TRECHO SELECIONADO:
Patrícia da Silva Ramos, 32, agricultora do assentamento Polônio de Carvalho, em Guaíba, também foi tocada pela força dessa rede de apoio. "Quando perdemos tudo, ficamos paralisados. Não sabíamos nem por onde começar. O pessoal do Fome de Tudo trouxe não só o adubo, as mudas, mas também a confiança. Hoje, voltamos a plantar e colher", conta, com brilho nos olhos.

Além das perdas físicas, ficou o trauma. "Depois de uma enchente, a gente fica meio traumatizado. Não sabia se a terra estava contaminada, se ainda dava para plantar. Essa ajuda foi tremenda, não só para mim, mas para todos os agricultores da região", afirma Patrícia. Ela reforça o que é consenso entre os que vivenciam o empreendedorismo social: "O governo deveria apoiar mais iniciativas como essa. Muitas vezes, a gente aqui na roça se sente esquecida. Mas essas ONGs lembram da gente, chegam quando mais precisamos".

Tecnologia que alimenta

O empreendedorismo social também tem se valido da inovação tecnológica para potencializar seu alcance. Enquanto o Brasil desperdiça, anualmente, cerca de 27 milhões de toneladas de alimentos — sendo que 80% dessas perdas ocorrem ainda na produção ou transporte —, o Instituto Fome de Tudo conecta, com precisão e agilidade, quem tem sobra a quem tem fome.

A organização criou uma tecnologia própria, descrita como um "Tinder da fome": supermercados e produtores registram seus excedentes, enquanto entidades cadastradas am esses alimentos, com toda a logística e segurança rastreadas por um aplicativo. O sistema já viabilizou a entrega de mais de 9 milhões de refeições, impactando cerca de 300 mil pessoas no Brasil. "Não é preciso produzir mais alimentos para acabar com a fome. É preciso produzir menos desperdício", afirma Úrsula Corona, CEO do Instituto, que desde a infância usa sua voz pública — ela é atriz e apresentadora de tevê — para causas sociais.

REGISTROS FORNECIDOS:
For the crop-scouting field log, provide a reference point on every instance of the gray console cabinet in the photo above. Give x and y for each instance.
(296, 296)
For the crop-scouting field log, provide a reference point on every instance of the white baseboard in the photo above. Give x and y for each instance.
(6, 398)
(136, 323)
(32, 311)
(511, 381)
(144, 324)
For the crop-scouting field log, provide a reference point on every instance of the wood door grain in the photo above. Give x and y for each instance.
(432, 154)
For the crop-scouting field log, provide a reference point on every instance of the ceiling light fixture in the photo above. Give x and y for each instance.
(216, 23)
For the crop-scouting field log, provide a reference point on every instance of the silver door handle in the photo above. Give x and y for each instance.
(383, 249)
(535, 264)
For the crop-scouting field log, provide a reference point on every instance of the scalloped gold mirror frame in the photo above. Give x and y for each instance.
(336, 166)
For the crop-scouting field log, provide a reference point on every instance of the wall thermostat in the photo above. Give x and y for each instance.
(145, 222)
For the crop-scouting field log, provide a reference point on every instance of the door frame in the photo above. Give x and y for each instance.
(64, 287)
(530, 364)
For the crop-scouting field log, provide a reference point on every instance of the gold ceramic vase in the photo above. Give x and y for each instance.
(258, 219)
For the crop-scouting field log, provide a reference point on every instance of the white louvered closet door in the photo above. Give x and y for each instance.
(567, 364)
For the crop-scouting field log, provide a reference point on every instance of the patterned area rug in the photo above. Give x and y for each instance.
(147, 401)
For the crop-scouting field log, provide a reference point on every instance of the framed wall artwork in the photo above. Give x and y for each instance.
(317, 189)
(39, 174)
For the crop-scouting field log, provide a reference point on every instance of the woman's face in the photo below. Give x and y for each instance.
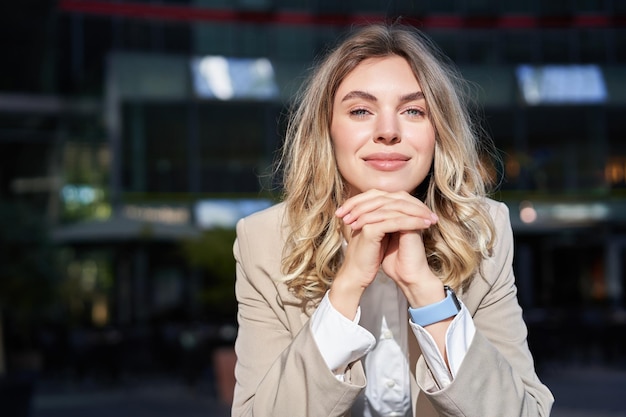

O QUE FAZER:
Por favor, prossiga com o trecho sobre o Instituto Fome de Tudo a partir do ponto em que ele termina. Os registros são um material à parte, independente do trecho sobre o Instituto Fome de Tudo.

RESPOSTA DA TAREFA:
"Sempre acreditei em construir pontes entre quem pode doar e quem precisa receber. Nosso trabalho é transformar esse elo em algo permanente e eficiente", explica a atriz e apresentadora, que está à frente do reality show Vida de merendeira, no canal por Sabor & Arte.

A atração — fruto de uma parceria entre o Centro de Excelência Contra Fome do WFP (Programa Mundial de Alimentos da ONU), o Fundo Nacional de Desenvolvimento da Educação (FNDE) e a Agência Brasileira de Cooperação (ABC) — valoriza profissionais que preparam a alimentação escolar de mais de 40 milhões de crianças e adolescentes todos os dias. "O trabalho dessas pessoas que atuam nas unidades escolares alcança as famílias. É preocupante pensar que muitas dessas vidas têm somente essa refeição no dia todo", observa Úrsula.

Hoje, a ONG é a única no Brasil com parceria oficial com o WFP e prepara-se para expandir seu modelo para outros países, demonstrando que o empreendedorismo social brasileiro pode ser uma referência global. A tecnologia já coleciona prêmios e validações internacionais, pela maturidade e pelo impacto que promove. Mas nem sempre é fácil chegar a esse patamar. "Ainda é comum ver boas ideias sociais morrerem na primeira tentativa, por falta de crédito ou apoio técnico", lamenta Scafuro. "É preciso que os setores público, privado e o terceiro setor caminhem juntos. Só assim o impacto será duradouro e massivo", acrescenta.

Um projeto de nação

Um estudo inédito realizado pelo Datafolha, a FGV (Fundação Getulio Vargas) e a FDC (Fundação Dom Cabral) mostra que as ações dos empreendedores sociais já alcançaram, em 20 anos, 330 milhões de pessoas no país. Ao todo, os empreendedores sociais já beneficiaram 330 milhões de pessoas, 1,5 vez a nossa população atual. Em 2023, foi mobilizado R$ 1,7 bilhão pelos empreendedores que participaram da pesquisa, o que demonstra a força do terceiro setor.

Negócios de impacto social, de acordo com o Sebrae, são iniciativas financeiramente sustentáveis, formalizadas por pequenos negócios, com viés econômico e caráter social e/ou ambiental, que contribuam para transformar a realidade das populações menos favorecidas e fomentam o desenvolvimento da economia nacional.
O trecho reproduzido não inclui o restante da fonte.